──────── EXCERPTED DATA
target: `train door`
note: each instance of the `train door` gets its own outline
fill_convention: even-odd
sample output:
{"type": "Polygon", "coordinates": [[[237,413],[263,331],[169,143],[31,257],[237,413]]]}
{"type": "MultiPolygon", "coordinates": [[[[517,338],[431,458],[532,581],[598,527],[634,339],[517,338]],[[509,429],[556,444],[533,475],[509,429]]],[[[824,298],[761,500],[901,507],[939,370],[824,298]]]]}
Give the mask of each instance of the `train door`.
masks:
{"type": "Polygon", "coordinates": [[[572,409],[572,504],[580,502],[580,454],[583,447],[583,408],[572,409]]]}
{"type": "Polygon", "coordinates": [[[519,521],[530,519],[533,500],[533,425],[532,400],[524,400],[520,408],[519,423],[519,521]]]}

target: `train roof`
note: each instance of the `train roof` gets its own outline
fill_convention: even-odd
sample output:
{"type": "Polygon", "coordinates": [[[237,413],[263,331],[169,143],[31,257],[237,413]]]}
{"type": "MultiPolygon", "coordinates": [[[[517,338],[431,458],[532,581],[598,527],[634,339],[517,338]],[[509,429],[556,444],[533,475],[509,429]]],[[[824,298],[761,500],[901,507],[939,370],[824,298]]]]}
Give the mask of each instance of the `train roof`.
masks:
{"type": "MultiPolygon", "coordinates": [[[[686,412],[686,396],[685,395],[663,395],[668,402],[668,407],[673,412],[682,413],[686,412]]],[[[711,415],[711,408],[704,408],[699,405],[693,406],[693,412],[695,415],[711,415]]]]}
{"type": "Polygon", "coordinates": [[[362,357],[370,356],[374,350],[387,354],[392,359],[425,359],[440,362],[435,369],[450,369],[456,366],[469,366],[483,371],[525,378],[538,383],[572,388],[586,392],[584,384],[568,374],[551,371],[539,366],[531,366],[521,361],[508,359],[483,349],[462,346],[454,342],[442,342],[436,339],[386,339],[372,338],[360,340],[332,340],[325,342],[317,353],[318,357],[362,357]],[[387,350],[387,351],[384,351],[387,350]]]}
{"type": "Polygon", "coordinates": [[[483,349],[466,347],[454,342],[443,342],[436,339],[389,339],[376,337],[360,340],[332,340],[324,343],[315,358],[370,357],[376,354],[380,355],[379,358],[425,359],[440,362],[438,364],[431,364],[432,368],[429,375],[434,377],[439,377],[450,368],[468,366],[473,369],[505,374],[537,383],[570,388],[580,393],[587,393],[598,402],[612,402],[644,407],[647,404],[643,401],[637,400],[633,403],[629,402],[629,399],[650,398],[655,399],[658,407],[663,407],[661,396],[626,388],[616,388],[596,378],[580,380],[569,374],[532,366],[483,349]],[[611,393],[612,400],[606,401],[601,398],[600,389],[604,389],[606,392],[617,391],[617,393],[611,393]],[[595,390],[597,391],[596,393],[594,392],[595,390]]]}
────────────────
──────── EXCERPTED DATA
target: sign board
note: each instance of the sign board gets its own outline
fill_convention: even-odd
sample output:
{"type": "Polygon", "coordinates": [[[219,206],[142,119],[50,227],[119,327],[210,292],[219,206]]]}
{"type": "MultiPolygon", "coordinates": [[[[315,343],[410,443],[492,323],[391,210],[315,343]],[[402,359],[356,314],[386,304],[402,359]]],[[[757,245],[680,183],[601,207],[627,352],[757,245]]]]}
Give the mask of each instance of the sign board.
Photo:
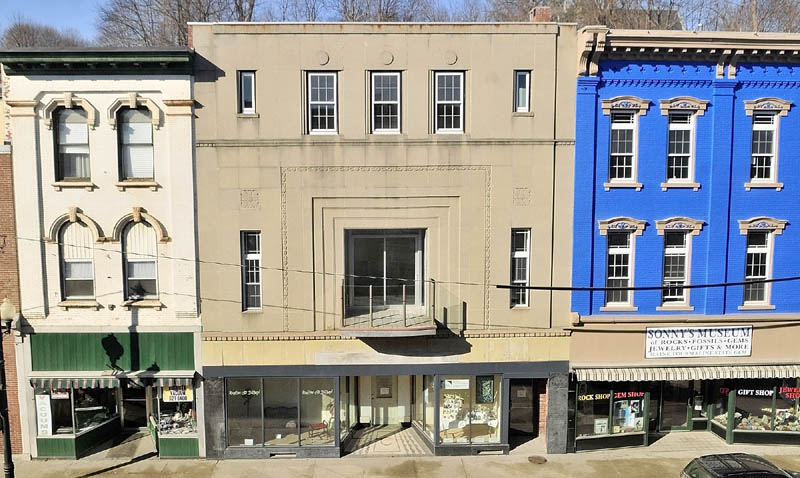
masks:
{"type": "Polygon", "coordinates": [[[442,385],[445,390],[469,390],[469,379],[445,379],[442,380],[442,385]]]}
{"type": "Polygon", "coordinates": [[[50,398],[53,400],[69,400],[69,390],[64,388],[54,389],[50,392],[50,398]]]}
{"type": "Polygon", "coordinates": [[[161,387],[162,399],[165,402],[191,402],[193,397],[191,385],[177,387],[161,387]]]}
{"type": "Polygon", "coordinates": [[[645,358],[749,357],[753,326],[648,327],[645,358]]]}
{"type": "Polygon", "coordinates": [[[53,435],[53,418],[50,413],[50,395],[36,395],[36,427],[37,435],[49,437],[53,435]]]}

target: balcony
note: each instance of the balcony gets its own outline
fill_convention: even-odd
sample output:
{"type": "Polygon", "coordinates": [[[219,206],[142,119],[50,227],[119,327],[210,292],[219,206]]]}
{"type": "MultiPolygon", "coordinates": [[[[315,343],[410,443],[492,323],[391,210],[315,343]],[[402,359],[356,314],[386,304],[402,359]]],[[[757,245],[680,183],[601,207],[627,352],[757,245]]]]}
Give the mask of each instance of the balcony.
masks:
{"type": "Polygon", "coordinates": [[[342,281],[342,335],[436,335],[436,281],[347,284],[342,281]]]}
────────────────
──────── EXCERPTED DATA
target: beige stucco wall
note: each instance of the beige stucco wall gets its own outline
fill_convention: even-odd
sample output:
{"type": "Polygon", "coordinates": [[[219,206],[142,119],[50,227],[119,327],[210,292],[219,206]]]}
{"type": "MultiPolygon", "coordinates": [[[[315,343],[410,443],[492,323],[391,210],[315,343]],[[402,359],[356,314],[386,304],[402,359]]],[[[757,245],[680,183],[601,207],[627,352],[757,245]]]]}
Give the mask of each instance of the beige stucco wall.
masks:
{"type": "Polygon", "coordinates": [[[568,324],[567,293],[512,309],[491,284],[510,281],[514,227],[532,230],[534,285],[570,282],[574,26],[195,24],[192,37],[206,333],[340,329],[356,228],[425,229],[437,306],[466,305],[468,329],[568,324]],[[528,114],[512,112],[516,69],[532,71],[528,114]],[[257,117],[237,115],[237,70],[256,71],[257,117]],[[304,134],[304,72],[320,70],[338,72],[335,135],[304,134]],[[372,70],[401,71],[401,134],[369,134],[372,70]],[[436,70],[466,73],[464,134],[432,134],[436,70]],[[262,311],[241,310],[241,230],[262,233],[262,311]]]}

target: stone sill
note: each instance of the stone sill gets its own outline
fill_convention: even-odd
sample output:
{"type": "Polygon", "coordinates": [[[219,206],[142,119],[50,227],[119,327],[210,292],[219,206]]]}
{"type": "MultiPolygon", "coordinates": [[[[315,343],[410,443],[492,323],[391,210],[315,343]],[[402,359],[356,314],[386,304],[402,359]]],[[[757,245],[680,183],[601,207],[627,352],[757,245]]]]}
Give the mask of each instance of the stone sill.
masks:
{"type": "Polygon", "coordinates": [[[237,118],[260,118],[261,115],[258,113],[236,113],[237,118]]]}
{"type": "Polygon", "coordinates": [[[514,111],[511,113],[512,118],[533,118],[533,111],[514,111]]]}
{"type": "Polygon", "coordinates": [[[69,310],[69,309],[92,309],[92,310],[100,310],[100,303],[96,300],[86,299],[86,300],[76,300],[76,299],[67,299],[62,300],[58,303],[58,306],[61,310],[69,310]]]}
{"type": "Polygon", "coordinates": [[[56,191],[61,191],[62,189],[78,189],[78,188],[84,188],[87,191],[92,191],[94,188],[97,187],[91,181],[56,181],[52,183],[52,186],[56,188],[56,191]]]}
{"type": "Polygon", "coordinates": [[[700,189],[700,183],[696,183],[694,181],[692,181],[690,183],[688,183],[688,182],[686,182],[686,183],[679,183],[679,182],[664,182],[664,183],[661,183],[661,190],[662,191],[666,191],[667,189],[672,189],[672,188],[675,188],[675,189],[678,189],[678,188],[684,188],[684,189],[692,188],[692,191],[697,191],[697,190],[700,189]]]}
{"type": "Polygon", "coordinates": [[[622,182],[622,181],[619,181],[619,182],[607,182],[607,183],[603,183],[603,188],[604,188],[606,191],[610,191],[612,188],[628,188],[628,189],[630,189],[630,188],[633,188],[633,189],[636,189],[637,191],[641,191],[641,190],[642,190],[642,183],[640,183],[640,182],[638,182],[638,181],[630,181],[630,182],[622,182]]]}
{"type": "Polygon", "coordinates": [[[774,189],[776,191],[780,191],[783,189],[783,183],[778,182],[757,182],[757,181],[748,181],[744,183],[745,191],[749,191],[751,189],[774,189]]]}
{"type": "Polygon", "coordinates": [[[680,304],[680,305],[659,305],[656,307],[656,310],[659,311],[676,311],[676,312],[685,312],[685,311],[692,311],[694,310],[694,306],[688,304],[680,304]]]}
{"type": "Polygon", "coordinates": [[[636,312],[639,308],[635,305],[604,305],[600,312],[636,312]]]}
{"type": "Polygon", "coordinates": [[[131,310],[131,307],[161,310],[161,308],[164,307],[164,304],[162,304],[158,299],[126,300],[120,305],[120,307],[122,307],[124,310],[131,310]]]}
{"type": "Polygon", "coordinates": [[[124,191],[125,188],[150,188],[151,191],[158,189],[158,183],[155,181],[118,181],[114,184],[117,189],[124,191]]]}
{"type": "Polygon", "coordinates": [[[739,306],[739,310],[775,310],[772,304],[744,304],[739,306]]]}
────────────────
## WHAT YOU SHOULD DO
Among the lines of the listing above, count those that include "stone" and give only the total.

## OUTPUT BELOW
3